**Records:**
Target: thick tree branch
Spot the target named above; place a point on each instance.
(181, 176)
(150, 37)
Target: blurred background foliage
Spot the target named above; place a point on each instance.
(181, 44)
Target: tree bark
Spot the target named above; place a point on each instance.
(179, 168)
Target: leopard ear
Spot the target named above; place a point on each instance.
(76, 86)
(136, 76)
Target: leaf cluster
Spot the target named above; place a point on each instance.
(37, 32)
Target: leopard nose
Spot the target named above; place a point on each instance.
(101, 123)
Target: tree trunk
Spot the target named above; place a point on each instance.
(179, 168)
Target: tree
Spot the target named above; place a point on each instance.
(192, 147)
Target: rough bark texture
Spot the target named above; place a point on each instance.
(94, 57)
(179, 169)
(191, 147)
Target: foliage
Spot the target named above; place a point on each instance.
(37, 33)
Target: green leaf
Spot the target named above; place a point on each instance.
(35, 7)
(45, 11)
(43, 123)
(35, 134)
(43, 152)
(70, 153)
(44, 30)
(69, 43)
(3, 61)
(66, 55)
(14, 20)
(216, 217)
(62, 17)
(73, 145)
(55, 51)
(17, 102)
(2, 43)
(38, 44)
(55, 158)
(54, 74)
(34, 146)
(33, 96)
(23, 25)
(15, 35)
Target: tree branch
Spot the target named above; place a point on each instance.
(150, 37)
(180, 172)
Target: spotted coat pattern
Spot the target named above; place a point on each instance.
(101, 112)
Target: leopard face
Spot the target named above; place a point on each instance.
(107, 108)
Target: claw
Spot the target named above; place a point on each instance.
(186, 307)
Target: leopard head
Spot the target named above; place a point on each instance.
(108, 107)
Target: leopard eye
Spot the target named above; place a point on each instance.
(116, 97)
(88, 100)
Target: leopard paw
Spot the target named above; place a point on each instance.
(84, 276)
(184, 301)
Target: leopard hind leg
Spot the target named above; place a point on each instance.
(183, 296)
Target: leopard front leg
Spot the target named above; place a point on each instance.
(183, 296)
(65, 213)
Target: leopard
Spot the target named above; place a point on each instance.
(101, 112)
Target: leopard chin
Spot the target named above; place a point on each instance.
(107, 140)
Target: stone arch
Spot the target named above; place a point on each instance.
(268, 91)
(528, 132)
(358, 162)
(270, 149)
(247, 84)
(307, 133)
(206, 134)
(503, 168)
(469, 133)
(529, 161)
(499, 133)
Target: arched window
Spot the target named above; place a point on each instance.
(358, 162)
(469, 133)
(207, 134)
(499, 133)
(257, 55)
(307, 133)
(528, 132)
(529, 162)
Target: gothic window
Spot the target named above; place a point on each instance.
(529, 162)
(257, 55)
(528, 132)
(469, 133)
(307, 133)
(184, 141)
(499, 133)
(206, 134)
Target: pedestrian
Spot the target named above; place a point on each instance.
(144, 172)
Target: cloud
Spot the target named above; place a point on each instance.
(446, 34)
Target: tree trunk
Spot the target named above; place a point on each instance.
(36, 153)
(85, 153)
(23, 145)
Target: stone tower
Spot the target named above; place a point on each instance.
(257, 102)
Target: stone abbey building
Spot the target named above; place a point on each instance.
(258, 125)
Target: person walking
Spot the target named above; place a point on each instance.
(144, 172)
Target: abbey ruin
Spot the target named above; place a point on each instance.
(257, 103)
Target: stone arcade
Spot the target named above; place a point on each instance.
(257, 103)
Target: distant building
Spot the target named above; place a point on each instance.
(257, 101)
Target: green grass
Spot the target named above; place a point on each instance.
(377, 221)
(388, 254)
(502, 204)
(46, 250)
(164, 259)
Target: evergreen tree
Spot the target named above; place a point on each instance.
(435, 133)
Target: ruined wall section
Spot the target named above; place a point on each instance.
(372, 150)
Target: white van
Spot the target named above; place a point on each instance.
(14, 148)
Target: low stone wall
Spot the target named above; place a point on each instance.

**Aim:** Repeat the material in full, exactly as it stands.

**Full solution:**
Target: thick tree branch
Spot the target named above; place a point on each instance.
(181, 176)
(150, 37)
Target: blurred background foliage
Spot the target named above; place a point on each instance.
(181, 44)
Target: tree bark
Spot the target named above; place a point on each instance.
(179, 168)
Target: leopard ear
Spot the target named above; place a point on each instance.
(76, 86)
(136, 76)
Target: leaf cluster
Spot the target named above; place a point on each instance.
(37, 32)
Target: leopard nose
Spot the target named above; place a point on each instance.
(101, 123)
Target: tree trunk
Spot the target named above; place a point on each instance.
(179, 168)
Target: tree
Spot the target named above; place a point on each instance.
(192, 147)
Target: rough bark texture
Spot the target named above; place a point on each instance.
(94, 57)
(179, 169)
(191, 147)
Target: foliage
Spot the target named above; place a point on each instance.
(37, 33)
Target: green leaf
Spot the target named above; place a point on each instance.
(35, 7)
(45, 11)
(43, 123)
(35, 134)
(43, 152)
(70, 153)
(44, 30)
(69, 43)
(3, 61)
(66, 55)
(14, 20)
(216, 217)
(62, 17)
(73, 145)
(55, 51)
(17, 102)
(2, 43)
(38, 44)
(55, 158)
(54, 74)
(34, 146)
(33, 96)
(23, 25)
(15, 35)
Target: tree branch
Spot the target named above; place a point on each instance.
(150, 37)
(180, 172)
Target: spotted coat pattern
Spot the target named above; place a point on each instance.
(101, 112)
Target: leopard face
Spot the target named above; place a point on each instance.
(107, 108)
Target: claw
Spot the target named above; place a point on each instance.
(186, 307)
Target: leopard head
Spot the target named above; place a point on each instance.
(108, 107)
Target: leopard eye
Spot the target named above; place a point on each instance.
(116, 97)
(88, 100)
Target: leopard paw
Spot the target named above; place a point on each instance.
(84, 276)
(184, 301)
Target: leopard hind leg
Spot the target named above; place a point on each instance.
(183, 296)
Target: leopard front leg
Spot the target named above; place a point on each instance.
(183, 296)
(65, 213)
Target: leopard
Spot the target named above; place a point on each instance.
(101, 112)
Target: leopard chin
Spot the target named above; place a point on each instance.
(107, 140)
Target: stone arch
Spot the target named above; place a point on each instance.
(268, 91)
(528, 132)
(358, 162)
(270, 149)
(247, 84)
(307, 133)
(206, 134)
(503, 168)
(469, 133)
(529, 161)
(499, 133)
Target: arched window
Spot the target named above; place a point on each instance.
(358, 162)
(469, 133)
(207, 134)
(499, 133)
(257, 55)
(307, 133)
(528, 132)
(529, 162)
Target: gothic window
Spot the target named above; place a point on each instance.
(529, 162)
(257, 55)
(528, 132)
(469, 133)
(307, 133)
(184, 141)
(499, 133)
(206, 134)
Target: pedestrian
Spot the target named above; place a point on each instance.
(144, 172)
Target: cloud
Spot the target named above; place a point on each instance.
(446, 34)
Target: tree trunk
Spot the target named above; place a point on each instance.
(36, 153)
(85, 153)
(23, 145)
Target: stone tower
Spot the target named above; place a point on each instance.
(257, 102)
Target: stone abbey building
Spot the target named above; place a point on each instance.
(258, 125)
Target: person walking
Spot the target named above; place a point on each instance.
(144, 172)
Target: abbey ruin
Spot the target named above; place a point on each instance.
(257, 103)
Target: stone arcade
Spot the target named above; place a point on each instance.
(257, 103)
Target: distant building
Spot the target named above; place a point on each instance.
(257, 101)
Target: green grass
Spot the target named above; place a point on each instance.
(377, 221)
(388, 254)
(502, 204)
(46, 250)
(164, 259)
Target: evergreen tree
Spot the target named above; place a point on each instance.
(435, 133)
Target: ruined wall section
Spot the target named above; place a point on each instance.
(372, 150)
Target: white van
Spot the target named above; place a point on each instance.
(14, 148)
Target: low stone wall
Spot the target named above; place a point on each instance.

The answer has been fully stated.